■ Passage shown:
THE CLINTON-GORE ADMINISTRATION: SUSTAINING AMERICA'S PROSPERITY --
HIGHLIGHTS OF THE 2001 ECONOMIC REPORT OF THE PRESIDENT
January 12, 2001
Chapter 1: The Making of the New Economy
This year's Economic Report of the President examines the emergence of a
New Economy, documenting the breadth of this change, and examining its
implications. The Report defines the New Economy by the extraordinary
gains in performance -- including rapid productivity growth, rising
incomes, low unemployment, and moderate inflation -- that have resulted
from a combination of mutually reinforcing advances in technologies,
business practices, and economic policies.
New economic trends. Since 1993, real GDP has grown at an annual
rate 46 percent higher than in the 20 years before 1993. The combination
of this faster growth, more than 22 million new jobs, widespread gains
in real incomes, and moderate inflation has surprised most observers.
In the second half of the 1990s, the U.S. economy grew faster than that
of any other major industrial country.
Widespread improvements in labor productivity. Annual labor
productivity growth has accelerated by 1.6 percentage points since 1995.
Increases in capital per worker explain 0.4 percentage point of this
growth, and faster technological change in the computer sector accounts
for 0.2 percentage point. The majority (1.0 percentage point), however,
stems from technological improvements in the rest of the economy. These
gains have been pervasive and are particularly apparent in services
sectors, such as wholesale and retail trade and finance, which are major
users of information technology (IT).
The innovation system has been transformed. Between 1990 and 1997,
the number of IT firms more than doubled. The supply of new
technologies has been boosted by stronger competition, increased
spending on R&D, and new organizational structures for innovation. Small
firms linked in networks and clusters now play a larger role than
before. Deregulation and international competition have stimulated the
demand for new technologies. Financial innovations, such as venture
capital and stock options, have become increasingly common.
Organizational changes have complemented technological innovation.
New production methods that take advantage of continuous performance
evaluation have been introduced. Inventory and supply chain management
have been revolutionized. Corporate boundaries have been radically
transformed through mergers and acquisitions.
Economic policies have played a crucial role. Fiscal discipline
swung the annual budget balance by nearly $500 billion since 1993.
Surpluses have led to debt reduction, keeping interest rates relatively
low and encouraging investment. Public investments in people and
technologies have helped supply skills and knowledge. Measures to
expand markets at home and abroad have helped spur competition. Social
policies have helped the disadvantaged while maintaining incentives for
work and adaptation.
The fundamental rules of economics have not been repealed in the
New Economy. Policy remains crucial in ensuring non-inflationary
growth, preserving fiscal discipline, nurturing a vibrant private
sector, and creating an economy that works for all.
Chapter 2: Macroeconomic Policy and Performance
This chapter reviews macroeconomic developments during the past year and
offers the Administration's economic forecast. It also examines the
long-term fiscal outlook and the importance of preserving the fiscal
discipline that has been so critical to the expansion.

■ Directives:
a - Repeat everything from "Organizational changes have" down to "mergers and acquisitions." in the report highlights, swapping "revolutionized" for "overhauled".
b - How would you say this sentence from the report highlights in Spanish: "Small firms linked in networks and clusters now play a larger role than before."

[Some entries]
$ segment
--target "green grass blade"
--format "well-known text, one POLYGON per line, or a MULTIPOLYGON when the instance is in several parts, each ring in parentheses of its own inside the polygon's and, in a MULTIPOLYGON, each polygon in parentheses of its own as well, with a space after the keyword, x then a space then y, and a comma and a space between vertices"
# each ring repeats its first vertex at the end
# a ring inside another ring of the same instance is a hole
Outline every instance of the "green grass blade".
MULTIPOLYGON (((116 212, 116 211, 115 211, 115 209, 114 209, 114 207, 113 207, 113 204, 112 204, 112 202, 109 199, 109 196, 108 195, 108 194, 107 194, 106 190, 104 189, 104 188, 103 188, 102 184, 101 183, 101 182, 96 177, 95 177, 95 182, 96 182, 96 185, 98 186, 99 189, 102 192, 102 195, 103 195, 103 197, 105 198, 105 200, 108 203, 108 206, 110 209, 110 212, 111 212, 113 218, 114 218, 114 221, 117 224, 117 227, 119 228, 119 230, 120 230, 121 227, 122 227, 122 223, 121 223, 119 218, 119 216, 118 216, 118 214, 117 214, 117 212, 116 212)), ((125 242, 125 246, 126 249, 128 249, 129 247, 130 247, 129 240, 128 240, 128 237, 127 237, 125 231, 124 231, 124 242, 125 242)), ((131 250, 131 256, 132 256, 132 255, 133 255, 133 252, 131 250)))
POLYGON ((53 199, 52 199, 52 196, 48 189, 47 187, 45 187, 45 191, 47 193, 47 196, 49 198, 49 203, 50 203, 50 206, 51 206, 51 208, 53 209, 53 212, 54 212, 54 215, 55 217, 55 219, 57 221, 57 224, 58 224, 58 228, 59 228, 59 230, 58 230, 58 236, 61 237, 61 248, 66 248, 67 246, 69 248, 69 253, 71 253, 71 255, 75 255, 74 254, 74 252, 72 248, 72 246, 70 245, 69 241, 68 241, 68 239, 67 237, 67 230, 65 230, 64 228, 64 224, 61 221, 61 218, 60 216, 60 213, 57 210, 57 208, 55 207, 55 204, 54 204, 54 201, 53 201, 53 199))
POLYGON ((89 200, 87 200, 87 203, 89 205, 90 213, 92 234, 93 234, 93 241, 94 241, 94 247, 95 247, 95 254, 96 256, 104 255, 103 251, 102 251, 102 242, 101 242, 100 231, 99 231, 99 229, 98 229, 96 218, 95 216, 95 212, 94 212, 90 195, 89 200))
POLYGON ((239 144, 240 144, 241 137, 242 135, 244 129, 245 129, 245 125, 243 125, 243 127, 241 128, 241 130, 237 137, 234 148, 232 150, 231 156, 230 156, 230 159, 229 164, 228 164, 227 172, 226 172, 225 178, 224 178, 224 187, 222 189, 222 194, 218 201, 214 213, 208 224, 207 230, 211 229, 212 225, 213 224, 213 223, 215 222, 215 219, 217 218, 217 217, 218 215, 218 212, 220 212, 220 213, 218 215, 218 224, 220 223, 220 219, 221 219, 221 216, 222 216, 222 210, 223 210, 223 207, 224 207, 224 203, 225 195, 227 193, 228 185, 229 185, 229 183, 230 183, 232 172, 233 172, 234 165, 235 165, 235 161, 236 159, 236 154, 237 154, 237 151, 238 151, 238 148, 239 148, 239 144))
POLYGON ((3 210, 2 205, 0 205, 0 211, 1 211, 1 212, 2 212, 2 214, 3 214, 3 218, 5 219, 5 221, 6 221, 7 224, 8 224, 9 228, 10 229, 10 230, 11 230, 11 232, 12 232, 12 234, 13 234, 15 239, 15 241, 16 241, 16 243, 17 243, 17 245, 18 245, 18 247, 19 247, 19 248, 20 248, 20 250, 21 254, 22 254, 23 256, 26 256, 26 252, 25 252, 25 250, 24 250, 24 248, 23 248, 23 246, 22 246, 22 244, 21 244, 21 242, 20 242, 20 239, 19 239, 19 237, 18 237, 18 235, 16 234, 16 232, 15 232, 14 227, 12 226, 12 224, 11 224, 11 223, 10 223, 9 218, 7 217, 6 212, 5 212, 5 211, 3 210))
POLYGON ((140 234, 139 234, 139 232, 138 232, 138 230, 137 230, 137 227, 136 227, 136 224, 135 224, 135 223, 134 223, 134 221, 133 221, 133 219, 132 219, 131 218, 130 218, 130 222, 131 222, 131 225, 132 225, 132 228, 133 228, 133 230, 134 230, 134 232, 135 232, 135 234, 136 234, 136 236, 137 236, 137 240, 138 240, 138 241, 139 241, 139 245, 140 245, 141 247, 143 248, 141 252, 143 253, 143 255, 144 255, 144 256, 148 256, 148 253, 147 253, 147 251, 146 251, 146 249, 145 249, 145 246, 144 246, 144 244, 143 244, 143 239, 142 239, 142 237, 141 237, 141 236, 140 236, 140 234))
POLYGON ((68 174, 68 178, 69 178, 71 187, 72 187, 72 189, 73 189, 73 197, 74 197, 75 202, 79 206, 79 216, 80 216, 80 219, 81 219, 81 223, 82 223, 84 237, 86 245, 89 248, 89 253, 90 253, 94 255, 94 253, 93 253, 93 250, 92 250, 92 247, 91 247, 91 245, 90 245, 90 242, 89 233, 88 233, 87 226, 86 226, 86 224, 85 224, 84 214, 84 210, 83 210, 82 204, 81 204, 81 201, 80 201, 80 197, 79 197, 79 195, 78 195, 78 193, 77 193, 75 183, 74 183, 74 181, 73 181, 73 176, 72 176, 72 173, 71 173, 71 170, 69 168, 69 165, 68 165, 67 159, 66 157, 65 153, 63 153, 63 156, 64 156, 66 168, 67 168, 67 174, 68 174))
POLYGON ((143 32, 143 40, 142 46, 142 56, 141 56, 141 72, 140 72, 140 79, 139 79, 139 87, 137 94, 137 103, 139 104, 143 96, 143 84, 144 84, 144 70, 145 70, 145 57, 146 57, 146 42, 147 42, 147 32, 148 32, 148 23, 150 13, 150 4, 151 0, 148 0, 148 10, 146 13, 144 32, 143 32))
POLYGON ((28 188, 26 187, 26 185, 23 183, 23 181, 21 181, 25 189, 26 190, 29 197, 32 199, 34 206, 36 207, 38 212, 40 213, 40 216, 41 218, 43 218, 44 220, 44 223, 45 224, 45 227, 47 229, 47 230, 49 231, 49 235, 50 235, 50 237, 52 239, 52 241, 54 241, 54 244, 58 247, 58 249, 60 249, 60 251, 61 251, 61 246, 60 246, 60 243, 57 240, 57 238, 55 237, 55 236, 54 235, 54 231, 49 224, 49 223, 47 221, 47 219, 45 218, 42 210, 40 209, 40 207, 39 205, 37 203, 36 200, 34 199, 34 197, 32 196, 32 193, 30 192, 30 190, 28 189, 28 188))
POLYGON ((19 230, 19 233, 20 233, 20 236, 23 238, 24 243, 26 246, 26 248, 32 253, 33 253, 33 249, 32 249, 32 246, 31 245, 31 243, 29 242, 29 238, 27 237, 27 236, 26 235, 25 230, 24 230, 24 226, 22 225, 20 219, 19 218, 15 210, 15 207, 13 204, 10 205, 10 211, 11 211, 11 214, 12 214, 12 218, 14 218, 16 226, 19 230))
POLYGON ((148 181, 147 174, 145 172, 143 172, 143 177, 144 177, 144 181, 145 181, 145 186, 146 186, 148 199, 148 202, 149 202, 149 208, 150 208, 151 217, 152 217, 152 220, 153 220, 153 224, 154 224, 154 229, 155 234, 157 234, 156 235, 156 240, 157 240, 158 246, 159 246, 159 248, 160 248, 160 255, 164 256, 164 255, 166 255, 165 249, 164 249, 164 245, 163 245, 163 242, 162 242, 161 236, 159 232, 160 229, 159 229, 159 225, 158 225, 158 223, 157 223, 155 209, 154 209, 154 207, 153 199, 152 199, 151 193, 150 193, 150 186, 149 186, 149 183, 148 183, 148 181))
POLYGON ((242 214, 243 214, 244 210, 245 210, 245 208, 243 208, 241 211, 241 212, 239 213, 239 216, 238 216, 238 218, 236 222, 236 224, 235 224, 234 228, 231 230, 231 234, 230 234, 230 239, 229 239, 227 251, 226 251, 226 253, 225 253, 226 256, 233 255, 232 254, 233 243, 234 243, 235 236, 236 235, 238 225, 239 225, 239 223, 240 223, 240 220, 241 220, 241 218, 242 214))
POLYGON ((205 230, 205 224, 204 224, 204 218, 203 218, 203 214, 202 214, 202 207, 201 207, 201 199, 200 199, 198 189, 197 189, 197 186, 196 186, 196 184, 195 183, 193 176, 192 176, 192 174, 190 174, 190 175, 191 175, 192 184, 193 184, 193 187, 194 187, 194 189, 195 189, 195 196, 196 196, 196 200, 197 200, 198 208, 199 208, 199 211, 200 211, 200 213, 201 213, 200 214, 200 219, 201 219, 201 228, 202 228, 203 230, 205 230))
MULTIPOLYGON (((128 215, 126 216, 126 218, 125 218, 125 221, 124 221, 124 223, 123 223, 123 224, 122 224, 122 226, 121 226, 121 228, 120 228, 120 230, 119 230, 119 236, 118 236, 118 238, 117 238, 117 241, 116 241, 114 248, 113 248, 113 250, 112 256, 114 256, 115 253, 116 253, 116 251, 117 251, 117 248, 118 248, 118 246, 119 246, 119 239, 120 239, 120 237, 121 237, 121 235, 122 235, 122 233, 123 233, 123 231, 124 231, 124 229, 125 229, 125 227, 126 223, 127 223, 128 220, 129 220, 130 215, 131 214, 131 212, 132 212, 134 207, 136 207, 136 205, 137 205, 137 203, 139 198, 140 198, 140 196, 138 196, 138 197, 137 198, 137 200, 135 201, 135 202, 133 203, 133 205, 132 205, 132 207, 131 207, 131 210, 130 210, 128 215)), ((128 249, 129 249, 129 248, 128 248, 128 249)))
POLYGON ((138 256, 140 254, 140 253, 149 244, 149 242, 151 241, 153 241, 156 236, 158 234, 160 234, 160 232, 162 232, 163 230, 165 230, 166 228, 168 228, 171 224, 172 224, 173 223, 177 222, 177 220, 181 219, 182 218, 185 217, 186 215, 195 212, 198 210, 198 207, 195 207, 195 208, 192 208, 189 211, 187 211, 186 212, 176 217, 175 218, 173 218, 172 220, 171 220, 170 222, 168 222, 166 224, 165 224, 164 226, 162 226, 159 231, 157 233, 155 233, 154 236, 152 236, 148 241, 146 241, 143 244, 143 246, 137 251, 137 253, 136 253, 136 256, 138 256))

■ Expected results:
a -
Organizational changes have complemented technological innovation.
New production methods that take advantage of continuous performance
evaluation have been introduced. Inventory and supply chain management
have been overhauled. Corporate boundaries have been radically
transformed through mergers and acquisitions.

b - Las pequeñas empresas vinculadas en redes y aglomeraciones desempeñan ahora un papel mayor que antes.